Your task: Return only that part of the material below which starts with the line containing "Target: black barbecue grill" and goes on through the line containing "[[455, 270], [30, 331], [172, 604]]", restated exactly.

═══ Extracted entries ═══

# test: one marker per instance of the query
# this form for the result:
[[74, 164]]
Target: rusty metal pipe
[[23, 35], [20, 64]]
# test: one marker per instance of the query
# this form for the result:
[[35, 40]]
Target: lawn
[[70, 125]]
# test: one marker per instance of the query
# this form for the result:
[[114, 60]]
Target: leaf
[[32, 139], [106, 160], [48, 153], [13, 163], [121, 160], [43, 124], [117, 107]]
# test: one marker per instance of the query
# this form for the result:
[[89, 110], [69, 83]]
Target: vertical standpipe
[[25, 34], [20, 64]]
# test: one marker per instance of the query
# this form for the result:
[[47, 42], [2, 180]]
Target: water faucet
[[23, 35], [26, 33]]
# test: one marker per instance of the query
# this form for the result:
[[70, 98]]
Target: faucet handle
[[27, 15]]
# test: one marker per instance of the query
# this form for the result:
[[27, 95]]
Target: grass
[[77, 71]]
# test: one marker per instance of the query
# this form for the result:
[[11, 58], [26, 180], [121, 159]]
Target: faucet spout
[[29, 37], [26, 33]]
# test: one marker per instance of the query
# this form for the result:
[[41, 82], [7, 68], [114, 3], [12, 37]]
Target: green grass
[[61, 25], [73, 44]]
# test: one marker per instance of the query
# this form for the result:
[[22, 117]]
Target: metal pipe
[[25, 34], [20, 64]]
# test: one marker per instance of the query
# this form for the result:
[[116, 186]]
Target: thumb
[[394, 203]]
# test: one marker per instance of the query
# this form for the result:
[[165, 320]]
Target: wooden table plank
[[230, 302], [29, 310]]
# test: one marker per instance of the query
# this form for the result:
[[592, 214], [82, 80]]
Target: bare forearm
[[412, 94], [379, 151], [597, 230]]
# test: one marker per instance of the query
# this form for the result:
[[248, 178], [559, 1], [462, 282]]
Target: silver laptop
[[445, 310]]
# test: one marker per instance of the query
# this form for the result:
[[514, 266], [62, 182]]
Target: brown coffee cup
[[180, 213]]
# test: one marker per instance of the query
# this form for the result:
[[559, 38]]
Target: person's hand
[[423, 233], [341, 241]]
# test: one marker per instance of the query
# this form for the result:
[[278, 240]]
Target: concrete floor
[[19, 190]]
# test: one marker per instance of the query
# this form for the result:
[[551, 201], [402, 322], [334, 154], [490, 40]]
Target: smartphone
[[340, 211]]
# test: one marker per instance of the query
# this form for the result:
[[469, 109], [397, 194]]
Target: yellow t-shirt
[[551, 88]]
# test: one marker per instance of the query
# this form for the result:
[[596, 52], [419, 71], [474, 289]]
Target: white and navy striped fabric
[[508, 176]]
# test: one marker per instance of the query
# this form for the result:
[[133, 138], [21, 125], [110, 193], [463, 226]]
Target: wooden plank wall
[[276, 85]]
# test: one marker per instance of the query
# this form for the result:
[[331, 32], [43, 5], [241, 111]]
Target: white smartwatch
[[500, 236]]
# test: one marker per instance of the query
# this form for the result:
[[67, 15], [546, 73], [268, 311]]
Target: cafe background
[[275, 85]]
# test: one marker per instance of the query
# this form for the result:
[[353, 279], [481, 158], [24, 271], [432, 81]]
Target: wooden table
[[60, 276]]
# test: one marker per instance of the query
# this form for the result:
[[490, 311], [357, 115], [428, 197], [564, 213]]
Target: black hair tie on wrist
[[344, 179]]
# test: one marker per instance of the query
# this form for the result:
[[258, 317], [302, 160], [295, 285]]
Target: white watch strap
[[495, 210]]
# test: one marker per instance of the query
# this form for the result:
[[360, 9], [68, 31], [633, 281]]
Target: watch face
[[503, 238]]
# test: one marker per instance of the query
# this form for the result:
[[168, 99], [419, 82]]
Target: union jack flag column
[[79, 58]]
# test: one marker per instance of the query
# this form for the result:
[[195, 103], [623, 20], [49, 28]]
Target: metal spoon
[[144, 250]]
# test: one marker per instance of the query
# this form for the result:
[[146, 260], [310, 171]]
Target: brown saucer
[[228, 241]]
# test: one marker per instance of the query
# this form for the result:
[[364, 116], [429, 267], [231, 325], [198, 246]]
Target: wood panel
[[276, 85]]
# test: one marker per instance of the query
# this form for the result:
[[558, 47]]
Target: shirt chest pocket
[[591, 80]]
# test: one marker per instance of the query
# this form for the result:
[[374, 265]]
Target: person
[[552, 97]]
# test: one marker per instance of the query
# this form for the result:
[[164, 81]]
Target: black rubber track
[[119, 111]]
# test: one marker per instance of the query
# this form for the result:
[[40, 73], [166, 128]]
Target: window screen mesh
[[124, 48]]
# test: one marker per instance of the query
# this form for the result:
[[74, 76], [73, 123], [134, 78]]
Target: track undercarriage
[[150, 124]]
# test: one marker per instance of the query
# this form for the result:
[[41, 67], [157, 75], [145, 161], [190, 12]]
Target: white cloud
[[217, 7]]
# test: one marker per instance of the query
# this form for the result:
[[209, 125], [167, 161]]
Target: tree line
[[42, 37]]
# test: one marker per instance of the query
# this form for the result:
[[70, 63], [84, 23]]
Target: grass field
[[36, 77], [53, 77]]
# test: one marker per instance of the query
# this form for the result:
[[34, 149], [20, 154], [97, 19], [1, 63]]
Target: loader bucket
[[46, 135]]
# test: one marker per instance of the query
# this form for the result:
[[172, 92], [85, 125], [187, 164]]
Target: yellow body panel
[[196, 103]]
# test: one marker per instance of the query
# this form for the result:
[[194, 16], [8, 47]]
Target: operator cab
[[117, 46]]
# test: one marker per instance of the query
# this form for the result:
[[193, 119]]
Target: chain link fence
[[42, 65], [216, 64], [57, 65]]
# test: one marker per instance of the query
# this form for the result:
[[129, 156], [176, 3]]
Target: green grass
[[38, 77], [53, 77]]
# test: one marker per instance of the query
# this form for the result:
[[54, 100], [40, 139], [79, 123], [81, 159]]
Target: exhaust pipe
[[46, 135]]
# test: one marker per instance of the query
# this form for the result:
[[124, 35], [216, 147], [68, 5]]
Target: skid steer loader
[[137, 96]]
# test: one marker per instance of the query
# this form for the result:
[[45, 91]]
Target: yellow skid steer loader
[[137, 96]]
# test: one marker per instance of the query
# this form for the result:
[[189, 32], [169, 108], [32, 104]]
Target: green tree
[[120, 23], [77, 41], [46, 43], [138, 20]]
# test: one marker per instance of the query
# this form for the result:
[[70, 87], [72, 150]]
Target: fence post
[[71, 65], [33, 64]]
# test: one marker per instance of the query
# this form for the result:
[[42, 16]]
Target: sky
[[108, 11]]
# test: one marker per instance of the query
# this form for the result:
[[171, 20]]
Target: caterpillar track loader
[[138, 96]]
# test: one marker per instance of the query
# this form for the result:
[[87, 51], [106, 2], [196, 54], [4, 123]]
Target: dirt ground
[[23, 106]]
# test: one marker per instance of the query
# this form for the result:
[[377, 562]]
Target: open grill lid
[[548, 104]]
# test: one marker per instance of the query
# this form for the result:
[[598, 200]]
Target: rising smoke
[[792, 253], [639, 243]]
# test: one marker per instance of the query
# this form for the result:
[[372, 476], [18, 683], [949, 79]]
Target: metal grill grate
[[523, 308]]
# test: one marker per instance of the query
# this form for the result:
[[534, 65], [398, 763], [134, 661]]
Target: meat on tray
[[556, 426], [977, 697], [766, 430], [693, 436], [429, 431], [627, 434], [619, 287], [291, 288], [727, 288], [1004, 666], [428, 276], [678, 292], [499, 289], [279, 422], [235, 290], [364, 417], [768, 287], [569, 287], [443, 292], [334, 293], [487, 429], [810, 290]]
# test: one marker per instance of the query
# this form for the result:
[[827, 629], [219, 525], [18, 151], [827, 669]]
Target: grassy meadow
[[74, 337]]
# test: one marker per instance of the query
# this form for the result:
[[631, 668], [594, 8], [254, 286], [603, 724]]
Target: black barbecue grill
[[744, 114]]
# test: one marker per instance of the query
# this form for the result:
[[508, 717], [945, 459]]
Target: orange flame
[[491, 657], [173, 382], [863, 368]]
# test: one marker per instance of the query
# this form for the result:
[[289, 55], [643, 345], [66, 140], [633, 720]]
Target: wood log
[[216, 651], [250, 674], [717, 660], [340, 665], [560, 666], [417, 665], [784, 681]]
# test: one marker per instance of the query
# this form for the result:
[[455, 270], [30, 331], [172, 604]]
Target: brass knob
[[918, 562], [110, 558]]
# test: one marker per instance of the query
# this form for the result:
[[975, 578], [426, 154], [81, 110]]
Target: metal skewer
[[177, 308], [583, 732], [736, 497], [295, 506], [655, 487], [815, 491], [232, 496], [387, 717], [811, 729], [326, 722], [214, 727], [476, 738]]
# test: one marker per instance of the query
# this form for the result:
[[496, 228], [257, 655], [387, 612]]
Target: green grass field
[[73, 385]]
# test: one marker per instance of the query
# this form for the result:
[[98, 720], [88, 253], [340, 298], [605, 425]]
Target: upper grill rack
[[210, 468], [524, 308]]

═══

Solution to this problem:
Target: black barbecue grill
[[744, 114]]
# test: one marker per instance of the query
# this form for the result:
[[508, 717], [945, 459]]
Target: orange flame
[[491, 657], [173, 382], [863, 368]]
# test: one marker per instance of the query
# this form for the result:
[[289, 55], [643, 345], [66, 140], [633, 720]]
Target: wood log
[[216, 651], [250, 674], [717, 660], [340, 665], [560, 666], [417, 665], [784, 681]]
# test: one marker per instance of the query
# this form for the result:
[[455, 270], [30, 331], [172, 604]]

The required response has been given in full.